§ **Selected excerpt**
···

Thursday, February 9, 2012

Chapter 15

All of the time I had lived with Bob and Barb, I had been told my father was Bob's mortal enemy... Marvin Dixon.
Marvin Dixon was an Army buddy of Bob's  when they were stationed in Panama.
They now despised each other.
I was told every time I was beaten.
"You're Marvin's daughter. He is scum. 
You are  scum. I hate you.
I hate him. Now bend over and drop your pants because I'm going to beat you until you will wish you had never born," He would say it again and again and as he would unbuckle his belt his rage would build. 


My new way of getting beatings from Bob was to fight it like an animal. His dentures would be across the room, his glasses broken.
He would be exhausted by the end of it and I would be bloody but triumphant.  Being small and underweight was to my advantage.
I could writhe and wiggle and move and squirm. I could escape any hold this giant of a man had me in just a few deft moves.
I was small but quick. He was big but slow.
His blows would miss the mark more now that I fight back. When they did hit their mark, they were bloody and brutal but I felt I was doing SOMETHING. 
My fight was in me. 
My sister would beg me not to fight him because the blows landed on my face and chest and back of my legs but fighting kept me from crumbling inside.  He was beating my body but not my mind. 
There was a part inside me that I vowed he would never touch.
I fought.  I would not go easy.


One particular day I will never as long as I live forget, Barbara brought me some really cute clothes. She had them laid out on my bed.
A pale blue and cream plaid wool skirt, a white crisp blouse and a  soft baby blue fuzzy cardigan sweater. 
A nice pair of black and white oxford shoes and ruffled white socks.
I was told to scrub my face and put the clothes on and wait in my room upstairs.
I was so excited about the clothes. I loved the softness of the fabrics and the smell of new clothes to this day makes me happy.
I put the clothes on and felt like a Princess. This was how my friends at school dressed everyday!
I felt so mod and even though there was no mirror in the upstairs room, I knew these clothes were perfect!
I sat on my cot and waited.
I didn't mind. I loved feeling so dressed up and pretty.
Barbara comes upstairs and jerks me off the bed by my arm.

···

§ **Supplied information**
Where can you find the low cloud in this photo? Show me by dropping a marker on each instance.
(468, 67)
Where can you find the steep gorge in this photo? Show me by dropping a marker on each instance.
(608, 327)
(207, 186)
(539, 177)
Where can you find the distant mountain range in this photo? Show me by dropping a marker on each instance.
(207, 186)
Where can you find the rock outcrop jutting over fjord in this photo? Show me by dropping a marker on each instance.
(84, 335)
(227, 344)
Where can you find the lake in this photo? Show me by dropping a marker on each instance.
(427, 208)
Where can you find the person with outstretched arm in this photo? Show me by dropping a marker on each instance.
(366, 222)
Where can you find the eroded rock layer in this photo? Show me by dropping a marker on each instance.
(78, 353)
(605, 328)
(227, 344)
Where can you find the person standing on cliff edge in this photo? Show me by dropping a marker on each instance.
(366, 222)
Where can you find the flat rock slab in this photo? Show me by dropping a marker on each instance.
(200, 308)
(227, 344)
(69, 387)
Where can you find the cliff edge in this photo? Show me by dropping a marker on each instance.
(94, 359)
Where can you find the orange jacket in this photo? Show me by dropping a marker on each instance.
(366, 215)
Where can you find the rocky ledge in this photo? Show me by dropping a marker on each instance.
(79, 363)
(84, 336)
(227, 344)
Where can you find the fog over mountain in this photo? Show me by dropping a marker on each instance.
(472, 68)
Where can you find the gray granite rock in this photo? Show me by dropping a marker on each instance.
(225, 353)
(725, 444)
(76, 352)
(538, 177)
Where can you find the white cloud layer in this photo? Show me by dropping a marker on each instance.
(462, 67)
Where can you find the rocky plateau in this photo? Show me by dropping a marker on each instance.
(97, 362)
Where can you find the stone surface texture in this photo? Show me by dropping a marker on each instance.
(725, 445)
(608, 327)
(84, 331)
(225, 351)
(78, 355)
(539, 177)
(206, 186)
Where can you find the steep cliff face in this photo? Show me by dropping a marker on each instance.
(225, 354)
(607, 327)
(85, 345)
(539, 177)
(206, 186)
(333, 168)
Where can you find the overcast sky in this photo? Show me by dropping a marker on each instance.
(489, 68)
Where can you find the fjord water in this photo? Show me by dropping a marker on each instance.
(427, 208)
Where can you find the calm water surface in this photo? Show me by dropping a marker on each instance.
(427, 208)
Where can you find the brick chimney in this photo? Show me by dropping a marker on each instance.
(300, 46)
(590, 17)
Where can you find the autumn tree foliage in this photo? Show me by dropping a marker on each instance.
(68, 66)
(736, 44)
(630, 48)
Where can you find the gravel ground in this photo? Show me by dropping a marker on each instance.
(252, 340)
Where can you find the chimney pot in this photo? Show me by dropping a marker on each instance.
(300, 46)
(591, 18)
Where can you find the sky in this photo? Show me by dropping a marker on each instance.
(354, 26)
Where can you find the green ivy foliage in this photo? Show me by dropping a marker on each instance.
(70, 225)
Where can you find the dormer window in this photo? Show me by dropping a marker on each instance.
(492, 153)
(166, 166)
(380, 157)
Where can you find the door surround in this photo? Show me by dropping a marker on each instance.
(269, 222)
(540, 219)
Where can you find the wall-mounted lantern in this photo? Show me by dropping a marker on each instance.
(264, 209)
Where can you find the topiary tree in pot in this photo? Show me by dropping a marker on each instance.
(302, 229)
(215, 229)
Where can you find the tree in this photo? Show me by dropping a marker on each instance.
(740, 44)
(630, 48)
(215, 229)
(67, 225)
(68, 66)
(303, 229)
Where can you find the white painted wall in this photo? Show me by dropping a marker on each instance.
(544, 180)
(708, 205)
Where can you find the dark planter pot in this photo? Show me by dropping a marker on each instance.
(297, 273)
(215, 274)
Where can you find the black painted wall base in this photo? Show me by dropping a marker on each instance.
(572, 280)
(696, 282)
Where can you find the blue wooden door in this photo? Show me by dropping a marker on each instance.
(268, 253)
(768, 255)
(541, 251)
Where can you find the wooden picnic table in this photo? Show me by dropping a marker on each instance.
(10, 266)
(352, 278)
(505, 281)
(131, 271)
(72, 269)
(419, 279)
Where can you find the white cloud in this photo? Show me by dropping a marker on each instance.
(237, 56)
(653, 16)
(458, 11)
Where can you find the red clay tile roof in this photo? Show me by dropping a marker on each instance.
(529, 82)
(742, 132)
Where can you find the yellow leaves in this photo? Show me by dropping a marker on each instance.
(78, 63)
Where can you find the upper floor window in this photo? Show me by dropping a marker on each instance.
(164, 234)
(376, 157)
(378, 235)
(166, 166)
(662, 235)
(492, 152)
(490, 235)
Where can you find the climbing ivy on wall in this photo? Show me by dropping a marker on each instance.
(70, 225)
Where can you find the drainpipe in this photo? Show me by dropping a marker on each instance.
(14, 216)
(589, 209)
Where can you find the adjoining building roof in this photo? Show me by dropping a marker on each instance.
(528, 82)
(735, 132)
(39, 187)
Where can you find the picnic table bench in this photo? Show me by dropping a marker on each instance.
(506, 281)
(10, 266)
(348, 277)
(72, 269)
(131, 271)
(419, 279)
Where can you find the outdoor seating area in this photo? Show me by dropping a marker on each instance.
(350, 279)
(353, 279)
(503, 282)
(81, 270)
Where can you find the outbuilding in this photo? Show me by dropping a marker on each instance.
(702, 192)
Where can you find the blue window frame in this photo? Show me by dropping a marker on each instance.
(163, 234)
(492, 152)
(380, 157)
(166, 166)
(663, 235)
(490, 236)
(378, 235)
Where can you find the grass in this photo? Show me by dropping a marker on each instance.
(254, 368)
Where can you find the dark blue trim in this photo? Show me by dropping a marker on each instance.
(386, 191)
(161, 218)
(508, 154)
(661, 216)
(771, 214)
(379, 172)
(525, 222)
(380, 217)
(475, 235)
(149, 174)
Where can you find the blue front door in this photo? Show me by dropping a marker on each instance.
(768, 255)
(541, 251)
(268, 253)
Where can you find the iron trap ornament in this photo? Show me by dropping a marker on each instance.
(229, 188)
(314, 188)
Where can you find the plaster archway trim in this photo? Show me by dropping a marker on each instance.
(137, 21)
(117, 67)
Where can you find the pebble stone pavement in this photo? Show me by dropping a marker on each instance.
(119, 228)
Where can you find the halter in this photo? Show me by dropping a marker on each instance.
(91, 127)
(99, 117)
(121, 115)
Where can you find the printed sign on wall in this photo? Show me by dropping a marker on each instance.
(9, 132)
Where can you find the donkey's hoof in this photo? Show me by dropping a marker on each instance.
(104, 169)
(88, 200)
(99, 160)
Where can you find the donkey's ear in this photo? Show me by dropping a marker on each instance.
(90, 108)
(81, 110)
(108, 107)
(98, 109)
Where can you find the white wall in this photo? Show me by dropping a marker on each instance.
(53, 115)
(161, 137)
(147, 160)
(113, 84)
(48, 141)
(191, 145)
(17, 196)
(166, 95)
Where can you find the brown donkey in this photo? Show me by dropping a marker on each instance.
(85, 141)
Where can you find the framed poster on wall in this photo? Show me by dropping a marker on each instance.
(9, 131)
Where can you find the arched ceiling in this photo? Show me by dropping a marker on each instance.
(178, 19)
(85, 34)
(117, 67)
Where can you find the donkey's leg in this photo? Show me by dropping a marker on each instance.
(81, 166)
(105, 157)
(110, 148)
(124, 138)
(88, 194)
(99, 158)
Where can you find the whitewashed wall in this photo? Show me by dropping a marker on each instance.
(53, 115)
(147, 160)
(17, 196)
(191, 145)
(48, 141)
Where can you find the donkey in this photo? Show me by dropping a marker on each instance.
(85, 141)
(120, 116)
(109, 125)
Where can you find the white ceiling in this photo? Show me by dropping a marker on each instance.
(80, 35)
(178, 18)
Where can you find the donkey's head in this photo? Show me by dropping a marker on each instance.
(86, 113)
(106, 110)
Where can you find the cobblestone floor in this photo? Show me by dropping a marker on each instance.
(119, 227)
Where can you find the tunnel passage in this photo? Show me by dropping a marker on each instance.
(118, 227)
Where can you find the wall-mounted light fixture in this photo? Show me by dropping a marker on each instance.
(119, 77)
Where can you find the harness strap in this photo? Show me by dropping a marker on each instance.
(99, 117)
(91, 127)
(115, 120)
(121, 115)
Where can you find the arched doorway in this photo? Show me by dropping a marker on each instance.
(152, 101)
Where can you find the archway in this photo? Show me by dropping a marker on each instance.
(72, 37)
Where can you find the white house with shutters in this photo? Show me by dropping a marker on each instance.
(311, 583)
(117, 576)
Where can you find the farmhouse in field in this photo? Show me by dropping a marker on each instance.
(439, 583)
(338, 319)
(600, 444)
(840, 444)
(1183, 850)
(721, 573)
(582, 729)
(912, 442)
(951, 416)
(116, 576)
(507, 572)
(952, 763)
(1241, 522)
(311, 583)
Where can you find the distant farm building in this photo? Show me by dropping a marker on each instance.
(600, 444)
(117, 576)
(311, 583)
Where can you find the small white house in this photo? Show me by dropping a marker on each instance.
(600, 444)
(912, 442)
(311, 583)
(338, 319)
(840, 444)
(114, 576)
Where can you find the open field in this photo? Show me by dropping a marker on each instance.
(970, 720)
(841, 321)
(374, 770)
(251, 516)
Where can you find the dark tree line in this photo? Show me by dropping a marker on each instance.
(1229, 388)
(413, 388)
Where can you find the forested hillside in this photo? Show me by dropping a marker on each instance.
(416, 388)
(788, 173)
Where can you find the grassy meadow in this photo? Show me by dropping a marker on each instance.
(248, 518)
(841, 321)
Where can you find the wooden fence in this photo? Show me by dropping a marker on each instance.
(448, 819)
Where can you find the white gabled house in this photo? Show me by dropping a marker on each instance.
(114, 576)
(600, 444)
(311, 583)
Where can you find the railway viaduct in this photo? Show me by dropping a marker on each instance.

···

§ **Tasks**
1. Answer these questions about the chapter:
(a) Where were Bob and Marvin Dixon stationed as Army buddies?
(b) What kind of shoes did Barbara lay out on the narrator's bed?
(c) What was missing from the upstairs room?
2. Write out the stretch of the chapter from "His blows would" through "ruffled white socks.".
The items placed after the chapter come from a separate source.

§ **Worked solutions**
1.
(a) Panama
(b) A pair of black and white oxford shoes
(c) A mirror

2.
His blows would miss the mark more now that I fight back. When they did hit their mark, they were bloody and brutal but I felt I was doing SOMETHING. 
My fight was in me. 
My sister would beg me not to fight him because the blows landed on my face and chest and back of my legs but fighting kept me from crumbling inside.  He was beating my body but not my mind. 
There was a part inside me that I vowed he would never touch.
I fought.  I would not go easy.


One particular day I will never as long as I live forget, Barbara brought me some really cute clothes. She had them laid out on my bed.
A pale blue and cream plaid wool skirt, a white crisp blouse and a  soft baby blue fuzzy cardigan sweater. 
A nice pair of black and white oxford shoes and ruffled white socks.